Halbuki, Allah’a itaat kavramı üzerinden, ‘’Ulu’l Emr’’ in, yöneticilere itaat yozlaşması kullanılarak İslam’ın emirleri kurban edilmektedir...
Toplumdaki yozlaşma, çürüme ve sürüleşmenin altında yatan en önemli sebep budur. Allah’ın ayetleri ve sahih hadisler politik amaçlarla istismar edilmektedir.
Bu durum Peygamberimizin vefatından hemen sonra başlayarak giderek yükseldi. Emevilerle birlikte yönetenlere itaat meselesi, yönetenlerin hiçbir şekilde sorgulanmaması, hesap sorulmamasının istismar yolu olarak açıldı...
Haksızlıkları sorgulayanlar ve zulme isyan edenler ise, Allah’ın emirlerine karşı gelmekle suçlandı. Bu tür sakat anlayış, Abbasilerde de aynen devam ederek Osmanlı’ya kadar bulaştı.
Padişahlar, Sultanlar, Allah’ın yeryüzündeki halifeleri sıfatını aldı. Erişilmez, tartışılmaz, hatalardan münezzeh olarak kendilerini zavallı topluma kabul ettirdiler. Yönetilen halk ise halifelere kul ve teba oldu. Huzurda halifelerin etekleri öpülerek onlara ‘’ kul’’ muamelesi yapıldı...

§ Çalışılacak Problem
Yöneticilere itaatin siyasi amaçlarla istismar edilmesini anlatan metni, son cümlesinin ardından sürdürün.

§ Sağlanan Liste
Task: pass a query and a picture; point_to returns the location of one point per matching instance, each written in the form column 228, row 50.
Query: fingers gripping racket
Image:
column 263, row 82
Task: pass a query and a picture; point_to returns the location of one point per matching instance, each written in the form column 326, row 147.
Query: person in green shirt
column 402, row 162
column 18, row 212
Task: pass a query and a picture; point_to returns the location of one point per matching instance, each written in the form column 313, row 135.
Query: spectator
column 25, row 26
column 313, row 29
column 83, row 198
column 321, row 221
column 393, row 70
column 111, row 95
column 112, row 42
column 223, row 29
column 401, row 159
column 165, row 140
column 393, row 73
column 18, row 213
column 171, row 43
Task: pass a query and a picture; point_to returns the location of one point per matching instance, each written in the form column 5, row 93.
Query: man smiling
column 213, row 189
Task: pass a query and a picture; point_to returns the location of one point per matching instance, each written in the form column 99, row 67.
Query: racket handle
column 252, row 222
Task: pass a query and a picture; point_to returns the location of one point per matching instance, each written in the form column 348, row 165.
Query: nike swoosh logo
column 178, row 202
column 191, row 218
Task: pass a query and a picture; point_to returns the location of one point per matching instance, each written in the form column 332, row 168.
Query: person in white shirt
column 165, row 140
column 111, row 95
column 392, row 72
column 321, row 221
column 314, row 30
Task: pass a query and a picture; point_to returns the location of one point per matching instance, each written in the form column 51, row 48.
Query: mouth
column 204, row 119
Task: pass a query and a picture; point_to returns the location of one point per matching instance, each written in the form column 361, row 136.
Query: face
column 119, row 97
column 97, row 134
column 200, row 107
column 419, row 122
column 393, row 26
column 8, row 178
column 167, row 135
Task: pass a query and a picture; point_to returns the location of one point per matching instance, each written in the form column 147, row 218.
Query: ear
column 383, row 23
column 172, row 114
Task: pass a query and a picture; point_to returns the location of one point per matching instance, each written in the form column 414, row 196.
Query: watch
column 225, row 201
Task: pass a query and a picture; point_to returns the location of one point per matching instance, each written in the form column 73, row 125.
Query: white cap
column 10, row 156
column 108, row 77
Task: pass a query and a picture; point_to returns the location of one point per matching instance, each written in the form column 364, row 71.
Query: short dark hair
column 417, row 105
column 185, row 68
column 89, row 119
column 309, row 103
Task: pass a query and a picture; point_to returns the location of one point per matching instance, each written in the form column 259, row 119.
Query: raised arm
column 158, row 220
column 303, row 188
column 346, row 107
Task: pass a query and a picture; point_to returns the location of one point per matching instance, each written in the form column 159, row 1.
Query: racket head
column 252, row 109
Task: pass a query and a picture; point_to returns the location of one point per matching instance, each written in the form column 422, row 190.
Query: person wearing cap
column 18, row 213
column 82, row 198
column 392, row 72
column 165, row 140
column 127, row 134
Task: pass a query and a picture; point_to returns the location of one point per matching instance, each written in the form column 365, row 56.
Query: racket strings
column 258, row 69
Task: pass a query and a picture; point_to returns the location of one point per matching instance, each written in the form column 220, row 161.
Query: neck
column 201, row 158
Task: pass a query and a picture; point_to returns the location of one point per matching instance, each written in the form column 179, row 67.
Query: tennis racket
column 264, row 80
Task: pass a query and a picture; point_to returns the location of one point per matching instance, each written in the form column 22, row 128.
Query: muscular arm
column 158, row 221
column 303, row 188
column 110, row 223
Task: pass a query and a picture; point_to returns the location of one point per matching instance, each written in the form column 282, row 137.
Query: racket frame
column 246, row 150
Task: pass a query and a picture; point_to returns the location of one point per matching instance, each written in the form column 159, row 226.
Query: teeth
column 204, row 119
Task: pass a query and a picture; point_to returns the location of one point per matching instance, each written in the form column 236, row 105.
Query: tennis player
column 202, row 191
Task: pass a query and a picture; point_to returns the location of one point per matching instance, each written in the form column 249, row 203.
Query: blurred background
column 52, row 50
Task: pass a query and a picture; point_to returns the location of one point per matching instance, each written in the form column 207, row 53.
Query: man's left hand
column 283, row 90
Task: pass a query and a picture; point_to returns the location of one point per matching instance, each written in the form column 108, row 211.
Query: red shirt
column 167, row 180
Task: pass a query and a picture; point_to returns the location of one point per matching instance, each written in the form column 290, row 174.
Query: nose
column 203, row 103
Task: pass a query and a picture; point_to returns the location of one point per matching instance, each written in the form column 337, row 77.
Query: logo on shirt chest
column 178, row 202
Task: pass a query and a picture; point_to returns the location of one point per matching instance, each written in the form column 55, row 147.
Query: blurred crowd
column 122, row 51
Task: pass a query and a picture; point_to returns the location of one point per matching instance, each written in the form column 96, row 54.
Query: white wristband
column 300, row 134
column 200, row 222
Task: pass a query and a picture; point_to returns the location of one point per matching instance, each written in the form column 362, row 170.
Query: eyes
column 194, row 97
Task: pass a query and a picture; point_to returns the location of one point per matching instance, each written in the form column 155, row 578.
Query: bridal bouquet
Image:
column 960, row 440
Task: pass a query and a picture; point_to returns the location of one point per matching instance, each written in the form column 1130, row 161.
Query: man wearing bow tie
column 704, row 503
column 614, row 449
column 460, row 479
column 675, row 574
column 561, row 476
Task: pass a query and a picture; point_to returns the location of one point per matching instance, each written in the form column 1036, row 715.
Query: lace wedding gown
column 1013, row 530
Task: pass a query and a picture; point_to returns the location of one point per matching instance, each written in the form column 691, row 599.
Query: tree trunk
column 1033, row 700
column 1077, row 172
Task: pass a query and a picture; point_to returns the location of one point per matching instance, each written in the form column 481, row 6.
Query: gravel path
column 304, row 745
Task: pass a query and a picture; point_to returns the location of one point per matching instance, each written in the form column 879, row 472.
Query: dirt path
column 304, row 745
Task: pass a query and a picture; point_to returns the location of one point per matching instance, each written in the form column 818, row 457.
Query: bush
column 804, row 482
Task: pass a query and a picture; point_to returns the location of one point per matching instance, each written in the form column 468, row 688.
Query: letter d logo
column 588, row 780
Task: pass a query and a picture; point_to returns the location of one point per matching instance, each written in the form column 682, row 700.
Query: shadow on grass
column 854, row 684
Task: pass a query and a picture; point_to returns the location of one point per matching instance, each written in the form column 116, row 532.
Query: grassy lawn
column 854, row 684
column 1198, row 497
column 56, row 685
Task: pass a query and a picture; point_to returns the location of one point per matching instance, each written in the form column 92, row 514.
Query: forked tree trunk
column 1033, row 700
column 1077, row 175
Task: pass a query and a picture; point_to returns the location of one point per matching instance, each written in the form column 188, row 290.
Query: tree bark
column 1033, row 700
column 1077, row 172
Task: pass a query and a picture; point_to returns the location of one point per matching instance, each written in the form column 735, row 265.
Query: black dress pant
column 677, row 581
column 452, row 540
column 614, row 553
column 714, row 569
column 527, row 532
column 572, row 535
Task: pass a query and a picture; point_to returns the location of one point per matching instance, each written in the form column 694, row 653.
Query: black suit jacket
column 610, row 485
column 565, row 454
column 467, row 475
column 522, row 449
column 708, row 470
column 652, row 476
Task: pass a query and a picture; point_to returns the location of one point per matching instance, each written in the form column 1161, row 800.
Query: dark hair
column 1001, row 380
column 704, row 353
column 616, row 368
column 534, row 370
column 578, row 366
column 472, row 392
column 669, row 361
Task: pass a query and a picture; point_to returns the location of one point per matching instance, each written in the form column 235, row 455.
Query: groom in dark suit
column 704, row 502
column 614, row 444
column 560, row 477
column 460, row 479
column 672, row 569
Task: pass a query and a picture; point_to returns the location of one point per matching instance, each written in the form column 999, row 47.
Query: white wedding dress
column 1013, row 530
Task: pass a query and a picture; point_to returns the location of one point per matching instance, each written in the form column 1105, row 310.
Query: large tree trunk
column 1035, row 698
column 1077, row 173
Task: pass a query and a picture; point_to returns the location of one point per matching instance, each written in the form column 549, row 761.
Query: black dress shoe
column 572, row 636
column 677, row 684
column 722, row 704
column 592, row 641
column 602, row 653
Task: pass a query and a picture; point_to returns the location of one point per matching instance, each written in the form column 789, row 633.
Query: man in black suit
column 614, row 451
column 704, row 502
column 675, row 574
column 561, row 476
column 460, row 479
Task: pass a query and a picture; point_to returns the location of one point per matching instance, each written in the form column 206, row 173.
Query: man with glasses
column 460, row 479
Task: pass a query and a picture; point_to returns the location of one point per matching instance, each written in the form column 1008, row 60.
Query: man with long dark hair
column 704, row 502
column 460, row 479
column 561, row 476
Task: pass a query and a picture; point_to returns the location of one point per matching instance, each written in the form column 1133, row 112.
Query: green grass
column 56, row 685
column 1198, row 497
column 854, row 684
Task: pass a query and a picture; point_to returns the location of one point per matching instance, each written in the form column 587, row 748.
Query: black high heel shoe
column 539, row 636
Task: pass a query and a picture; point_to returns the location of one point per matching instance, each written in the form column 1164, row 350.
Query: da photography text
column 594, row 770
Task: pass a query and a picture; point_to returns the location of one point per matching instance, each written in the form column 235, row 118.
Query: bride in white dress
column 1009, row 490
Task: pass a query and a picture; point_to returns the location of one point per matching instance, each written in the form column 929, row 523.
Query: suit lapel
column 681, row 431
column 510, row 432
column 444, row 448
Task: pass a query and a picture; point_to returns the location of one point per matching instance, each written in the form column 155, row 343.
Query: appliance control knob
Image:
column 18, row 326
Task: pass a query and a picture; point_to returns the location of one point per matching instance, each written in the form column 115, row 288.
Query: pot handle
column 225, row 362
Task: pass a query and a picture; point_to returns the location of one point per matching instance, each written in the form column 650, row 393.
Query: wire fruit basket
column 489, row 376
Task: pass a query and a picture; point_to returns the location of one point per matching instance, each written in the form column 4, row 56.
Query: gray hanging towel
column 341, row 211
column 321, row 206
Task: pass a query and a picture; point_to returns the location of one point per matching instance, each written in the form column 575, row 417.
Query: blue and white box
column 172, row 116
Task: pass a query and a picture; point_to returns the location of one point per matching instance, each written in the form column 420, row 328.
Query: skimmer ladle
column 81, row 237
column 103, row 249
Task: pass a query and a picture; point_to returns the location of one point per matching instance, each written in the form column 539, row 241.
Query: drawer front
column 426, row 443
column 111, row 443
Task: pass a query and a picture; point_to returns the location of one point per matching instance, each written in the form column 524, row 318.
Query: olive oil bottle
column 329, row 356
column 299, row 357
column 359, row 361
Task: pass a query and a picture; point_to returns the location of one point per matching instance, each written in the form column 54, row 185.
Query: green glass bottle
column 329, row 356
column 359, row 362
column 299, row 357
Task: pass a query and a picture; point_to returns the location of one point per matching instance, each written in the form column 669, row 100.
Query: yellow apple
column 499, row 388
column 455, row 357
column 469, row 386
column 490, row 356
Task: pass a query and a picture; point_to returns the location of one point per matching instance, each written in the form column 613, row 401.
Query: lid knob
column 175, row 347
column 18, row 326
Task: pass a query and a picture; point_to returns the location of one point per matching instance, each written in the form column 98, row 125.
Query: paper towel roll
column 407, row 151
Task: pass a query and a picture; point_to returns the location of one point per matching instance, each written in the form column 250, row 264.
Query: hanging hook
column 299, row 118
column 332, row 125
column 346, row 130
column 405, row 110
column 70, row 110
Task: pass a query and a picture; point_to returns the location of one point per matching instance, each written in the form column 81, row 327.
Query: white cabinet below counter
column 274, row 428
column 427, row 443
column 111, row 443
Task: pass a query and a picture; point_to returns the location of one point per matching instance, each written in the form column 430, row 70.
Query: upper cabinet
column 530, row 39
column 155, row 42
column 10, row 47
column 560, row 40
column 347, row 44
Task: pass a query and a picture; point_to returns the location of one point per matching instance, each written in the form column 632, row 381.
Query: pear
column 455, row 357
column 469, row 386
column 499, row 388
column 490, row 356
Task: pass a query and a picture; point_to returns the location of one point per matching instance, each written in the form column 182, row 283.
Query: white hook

§ Alıştırmanın Cevabı
Padişahı, sultanı, valiyi, veziri eleştirmek ve yanlış yapılanları yüzlerine vurmak ve ikaz etmek Kur’an’a dolayısıyla da Allah’a muhalefet olarak değerlendirildiğinden Türk toplumu yüzlerce yıl içinde bu afyonla uyuşturuldu!.
Gayri İslami anlayışın sancıları bugünlere kadar devam ederek geldi...Yönetenler, idareciler ne yaparlarsa yapsınlar; hırsızlık, rüşvet, talan, kamu mallarını gasp, kul haklarına tecavüz gibi bu ve buna benzer hiçbir suçların toplumda sorgulanması, yöneticiye isyan ve Allah’a isyan kabul edildi... İş başındakiler, ‘’ yarı tanrı’’ muamelesi ile hesapsız, kitapsız halkı ve Müslümanları soymaya devam ettiler...
Bu sapkın anlayışın neticeleri günümüzde de devam ettiğini görmekteyiz. Yapıcı ve meşru ve makul muhalefet yapılması bile; vatana ihanet, dış güçlerin oyunlarına gelmek ve hainlikle suçlandığını görüyoruz. Kendilerini dini bütün gören zavallı Müslümanlar da bu atılan oltaya kolaylıkla takıldıkları bir gerçek...
Bu anlayış sahiplerine göre; devleti yönetenlere muhalefet edilmeyecek, eleştiri ve tenkit de olmayacak. Nedeni ise, ülkemizde bir yöneticinin Bismillah dediği anda, dokunulmazlık zırhına bürünmektedir.
Nisa Suresi 59. Ayetin devamında, "Sizden olan’’ ifadesi vardır. Bu duruma göre bir yöneticinin itaati hak etmesi için bizden olması gerekir. Peki Kur’an’a göre ise sizden derken ne kast edilmektedir?
Yani bir yöneticinin bizden olabilmesi için; zayıf düşürülen, ezilen, mağdur olan yani halkın kendisi gibi olması demektir.
Kasas Suresi 5. Ayet de mazlumların iktidarına vurgu yapılarak,, ‘’Mazlumlar ancak kendi içlerinden olan bir yöneticiye yani ulu’l emr’e itaat ederler...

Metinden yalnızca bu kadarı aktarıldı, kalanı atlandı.